[begin DATA]

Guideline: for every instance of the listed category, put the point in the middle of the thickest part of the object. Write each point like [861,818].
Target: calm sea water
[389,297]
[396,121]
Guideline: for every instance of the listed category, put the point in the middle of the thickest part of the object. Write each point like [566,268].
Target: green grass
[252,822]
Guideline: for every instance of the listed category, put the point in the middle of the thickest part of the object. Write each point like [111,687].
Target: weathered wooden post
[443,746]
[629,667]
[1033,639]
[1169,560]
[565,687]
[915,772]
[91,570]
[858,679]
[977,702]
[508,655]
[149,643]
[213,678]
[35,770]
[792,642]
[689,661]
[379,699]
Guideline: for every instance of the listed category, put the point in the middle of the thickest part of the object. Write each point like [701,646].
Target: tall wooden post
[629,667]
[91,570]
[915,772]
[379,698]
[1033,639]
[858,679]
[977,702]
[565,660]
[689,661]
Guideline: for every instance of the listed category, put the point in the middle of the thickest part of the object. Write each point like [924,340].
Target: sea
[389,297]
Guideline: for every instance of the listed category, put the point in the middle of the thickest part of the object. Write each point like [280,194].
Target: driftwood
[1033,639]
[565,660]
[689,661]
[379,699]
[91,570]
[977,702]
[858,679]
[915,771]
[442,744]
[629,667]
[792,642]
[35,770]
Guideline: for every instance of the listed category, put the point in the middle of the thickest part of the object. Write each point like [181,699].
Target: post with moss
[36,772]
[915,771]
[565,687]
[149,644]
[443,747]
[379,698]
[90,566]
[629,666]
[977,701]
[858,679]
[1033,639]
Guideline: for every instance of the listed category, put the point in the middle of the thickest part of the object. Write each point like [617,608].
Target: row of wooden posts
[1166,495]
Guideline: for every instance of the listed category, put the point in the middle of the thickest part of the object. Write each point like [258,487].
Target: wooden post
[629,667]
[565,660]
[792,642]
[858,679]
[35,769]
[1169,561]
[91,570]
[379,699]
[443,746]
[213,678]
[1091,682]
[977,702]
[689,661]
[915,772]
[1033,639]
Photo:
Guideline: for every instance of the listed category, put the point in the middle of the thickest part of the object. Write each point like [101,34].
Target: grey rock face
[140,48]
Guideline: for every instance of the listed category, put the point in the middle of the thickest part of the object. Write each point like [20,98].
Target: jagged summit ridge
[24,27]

[end DATA]

* **WHAT TO PRODUCE**
Can you rewrite every row above as a JSON list of strings, one string per line, with blank lines left out?

* **EXERCISE RESPONSE**
[
  "Guideline: for every instance of the listed category, put the point in the middle of the thickest part of the object. Write each point like [861,818].",
  "Target: calm sea water",
  "[389,297]",
  "[396,121]",
  "Guideline: for every instance of the listed category, put the point in the middle of the thickest part of the object. Write each point like [566,268].",
  "Target: green grass",
  "[252,822]",
  "Guideline: for every instance of the listed category, put the point in the middle of the thickest part of the object. Write each point like [111,687].",
  "Target: weathered wooden post",
  "[443,746]",
  "[629,667]",
  "[1033,639]",
  "[1169,560]",
  "[565,687]",
  "[915,772]",
  "[91,570]",
  "[858,679]",
  "[977,702]",
  "[508,655]",
  "[149,643]",
  "[213,678]",
  "[35,770]",
  "[792,642]",
  "[689,661]",
  "[379,699]",
  "Guideline: for every instance of the listed category, put the point in the middle of the thickest part of the object. Write each point like [701,646].",
  "Target: tall wooden post",
  "[629,667]",
  "[91,570]",
  "[915,772]",
  "[379,698]",
  "[1033,639]",
  "[858,679]",
  "[977,702]",
  "[565,660]",
  "[689,661]",
  "Guideline: for every instance of the listed category, put the point in the middle of the thickest part of the object. Write each point like [924,340].",
  "Target: sea",
  "[389,297]",
  "Guideline: for every instance of the listed category, put the point in the middle of the thickest part of the object. Write each point like [280,194].",
  "Target: driftwood",
  "[1033,639]",
  "[565,660]",
  "[689,661]",
  "[379,699]",
  "[91,570]",
  "[977,702]",
  "[858,679]",
  "[915,771]",
  "[442,744]",
  "[629,667]",
  "[792,642]",
  "[35,770]",
  "Guideline: for every instance of the listed category, put the point in the middle of the thickest part of the object. Write each point like [181,699].",
  "Target: post with moss",
  "[36,772]",
  "[915,771]",
  "[565,687]",
  "[149,644]",
  "[443,747]",
  "[379,698]",
  "[90,566]",
  "[629,666]",
  "[977,701]",
  "[858,679]",
  "[1033,639]",
  "Guideline: for every instance of the listed category, put the point in the middle of the thickest part of the object. Write each point like [617,608].",
  "Target: row of wooden posts",
  "[1166,495]",
  "Guideline: for every instance of the listed category, put the point in the middle of the thickest part of the object. Write each point like [258,487].",
  "Target: wooden post",
  "[629,667]",
  "[565,660]",
  "[792,642]",
  "[858,679]",
  "[35,769]",
  "[1169,561]",
  "[91,570]",
  "[379,699]",
  "[443,746]",
  "[213,678]",
  "[1091,682]",
  "[977,702]",
  "[689,661]",
  "[915,772]",
  "[1033,639]",
  "Photo:",
  "Guideline: for every instance of the listed category, put the point in the middle of the thickest part of the object. Write each point like [101,34].",
  "Target: grey rock face",
  "[140,48]",
  "Guideline: for every instance of the listed category, put the point in the middle of the thickest part of the object. Write each point like [20,98].",
  "Target: jagged summit ridge",
  "[24,27]"
]